TASK: Give the data below as a JSON list of strings, one per line and without blank lines. Begin at the line that contains "of the passenger" and stop after the line that contains "[[760, 161], [49, 174]]".

PROVIDED INFORMATION:
══════════

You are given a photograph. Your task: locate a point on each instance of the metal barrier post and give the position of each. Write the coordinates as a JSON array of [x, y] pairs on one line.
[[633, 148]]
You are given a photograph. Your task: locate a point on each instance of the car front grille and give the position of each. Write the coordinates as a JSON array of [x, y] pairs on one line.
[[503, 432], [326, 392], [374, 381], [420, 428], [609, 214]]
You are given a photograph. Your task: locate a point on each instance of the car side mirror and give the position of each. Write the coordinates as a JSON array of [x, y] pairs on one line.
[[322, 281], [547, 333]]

══════════

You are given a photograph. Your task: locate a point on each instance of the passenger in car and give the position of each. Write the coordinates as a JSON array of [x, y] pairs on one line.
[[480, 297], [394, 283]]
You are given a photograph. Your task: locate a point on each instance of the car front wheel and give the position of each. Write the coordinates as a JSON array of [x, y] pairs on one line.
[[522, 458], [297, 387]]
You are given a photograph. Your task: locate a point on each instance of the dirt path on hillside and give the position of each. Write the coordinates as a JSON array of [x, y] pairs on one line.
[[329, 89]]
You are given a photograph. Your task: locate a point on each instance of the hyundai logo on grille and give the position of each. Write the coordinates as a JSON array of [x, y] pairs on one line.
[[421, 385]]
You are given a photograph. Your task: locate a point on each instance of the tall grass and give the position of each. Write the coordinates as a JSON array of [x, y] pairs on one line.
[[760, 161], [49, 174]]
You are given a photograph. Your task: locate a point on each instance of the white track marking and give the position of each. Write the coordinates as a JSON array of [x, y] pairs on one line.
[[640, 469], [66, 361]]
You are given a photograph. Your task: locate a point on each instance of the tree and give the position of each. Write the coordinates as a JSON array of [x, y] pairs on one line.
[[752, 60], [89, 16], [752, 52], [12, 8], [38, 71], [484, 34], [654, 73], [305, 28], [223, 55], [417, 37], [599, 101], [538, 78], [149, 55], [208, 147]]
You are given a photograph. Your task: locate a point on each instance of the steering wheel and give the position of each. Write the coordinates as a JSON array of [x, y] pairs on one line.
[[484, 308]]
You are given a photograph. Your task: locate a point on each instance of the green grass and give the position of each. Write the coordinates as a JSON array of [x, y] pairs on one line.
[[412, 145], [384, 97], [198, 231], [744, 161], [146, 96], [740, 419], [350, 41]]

══════════

FULL OUTPUT:
[
  "You are given a photograph. Your task: locate a point on each instance of the passenger in car and give the position of each. Write the coordinates as a JSON array of [x, y] pairs on one line.",
  "[[480, 297], [394, 283]]",
  "You are given a photograph. Your task: locate a point on each instance of the car front wheel and give the position of each. Write the coordinates as a JSON array of [x, y] pairs on one line.",
  "[[522, 458], [297, 387]]",
  "You are given a photograph. Your task: locate a point on each instance of the dirt path on hillside and give the position of each. Write the coordinates as a JSON array of [x, y] pairs on one line.",
  "[[329, 89]]",
  "You are given a photograph. Your task: locate a point on each instance of the hyundai logo on grille and give the position of each. Write the coordinates as a JSON array of [x, y] pairs on one line.",
  "[[421, 385]]",
  "You are given a photograph. Your task: locate a point on each instance of the tall grass and give the position of each. Write the coordinates as a JSON array of [x, y] pairs on one line.",
  "[[760, 161], [49, 174]]"
]